LISTED ENTRIES start

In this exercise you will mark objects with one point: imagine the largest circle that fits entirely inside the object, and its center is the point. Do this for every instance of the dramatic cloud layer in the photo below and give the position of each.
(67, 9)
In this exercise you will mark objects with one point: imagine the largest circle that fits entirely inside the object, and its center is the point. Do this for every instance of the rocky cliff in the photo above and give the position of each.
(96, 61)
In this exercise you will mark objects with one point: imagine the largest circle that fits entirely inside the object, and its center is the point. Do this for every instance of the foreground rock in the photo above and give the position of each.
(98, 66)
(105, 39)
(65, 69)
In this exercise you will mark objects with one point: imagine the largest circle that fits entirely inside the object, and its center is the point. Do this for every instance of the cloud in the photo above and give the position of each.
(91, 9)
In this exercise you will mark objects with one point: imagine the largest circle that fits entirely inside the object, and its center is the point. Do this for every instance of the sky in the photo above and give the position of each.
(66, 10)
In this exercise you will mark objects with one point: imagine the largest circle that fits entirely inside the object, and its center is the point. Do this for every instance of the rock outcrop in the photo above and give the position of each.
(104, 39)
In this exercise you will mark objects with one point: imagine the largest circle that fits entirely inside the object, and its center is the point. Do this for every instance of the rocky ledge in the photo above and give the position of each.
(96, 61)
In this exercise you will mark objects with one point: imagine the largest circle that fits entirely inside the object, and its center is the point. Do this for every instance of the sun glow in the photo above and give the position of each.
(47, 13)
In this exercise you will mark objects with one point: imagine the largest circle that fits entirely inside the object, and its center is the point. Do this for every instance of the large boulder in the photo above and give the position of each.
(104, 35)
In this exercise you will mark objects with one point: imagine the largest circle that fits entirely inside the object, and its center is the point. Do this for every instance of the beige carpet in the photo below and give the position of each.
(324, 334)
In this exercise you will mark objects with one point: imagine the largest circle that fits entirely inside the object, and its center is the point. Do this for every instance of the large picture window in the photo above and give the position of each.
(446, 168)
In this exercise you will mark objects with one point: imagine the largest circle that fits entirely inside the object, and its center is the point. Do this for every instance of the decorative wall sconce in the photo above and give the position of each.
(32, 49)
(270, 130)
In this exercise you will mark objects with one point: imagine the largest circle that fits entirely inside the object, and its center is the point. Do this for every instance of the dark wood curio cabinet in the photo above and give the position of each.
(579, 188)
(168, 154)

LISTED ENTRIES end

→ GIVEN EXERCISE
Please reproduce all of the records above word for word.

→ OUTPUT OF THE TASK
In this exercise you will mark objects with one point: imagine the largest circle that fits entirely inside the object, and its center is the point. Do this for every instance of the dramatic cloud layer in the photo below and give the position of each.
(67, 9)
In this exercise you will mark objects with one point: imagine the largest circle that fits entirely inside the object, and its center is the point. Do this for every instance of the rocky cliff in the photo above and give the position of each.
(96, 61)
In this exercise you will mark objects with one point: imagine the largest circle that fits entirely inside the object, and its center is the point. Do this for every instance of the foreground rock in the photo above and give the position of each.
(98, 66)
(105, 39)
(65, 69)
In this exercise you will mark objects with one point: imagine the largest circle that fits entirely inside the object, and its center is the point. Do this for every instance of the cloud in the photo above and give the position of each.
(91, 9)
In this exercise you will mark objects with one point: imagine the largest circle that fits entirely inside the object, and its center is the point. Do this for every instance of the sky in the photo above and give the position of each.
(66, 10)
In this exercise you will mark objects with one point: imagine the largest circle that fits entirely inside the object, and its center is the point. Do this for every instance of the rock outcrop in the photo above and give the position of each.
(104, 39)
In this exercise you will mark objects with one point: imagine the largest circle that fits entirely inside the object, and its center is the point. Do this for every instance of the rocky ledge in the photo above and give the position of each.
(96, 61)
In this exercise you will mark objects with one point: imagine the largest circle that fits entirely inside the object, and its center is the point. Do this for every instance of the sun glow in the photo above and give the position of each.
(47, 13)
In this exercise you will mark objects with one point: imagine the largest circle that fits entirely inside the object, and its center is the point. Do this for every instance of the large boulder in the photo above and give the position of each.
(104, 35)
In this exercise you will mark objects with one point: imagine the largest circle that fits entirely inside the object, and its center is the point. Do this for every instance of the beige carpet in the photo below and give the position of each.
(324, 334)
In this exercise you will mark objects with one point: imagine the largest circle that fits entirely inside the object, and its center is the point. Do this for every instance of the large picture window in the photo above and give the position of each.
(446, 168)
In this exercise you will mark objects with one point: imagine the largest circle that fits entirely inside the object, and its center is the point. Do this for every instance of the decorative wall sconce in the photo above and give the position of each.
(32, 49)
(270, 130)
In this exercise you will mark objects with one point: imagine the largest circle that fits entirely inside the object, and its center is the point. Do this for every instance of the dark wood curio cabinet in the photo above and give the position of each.
(579, 188)
(168, 154)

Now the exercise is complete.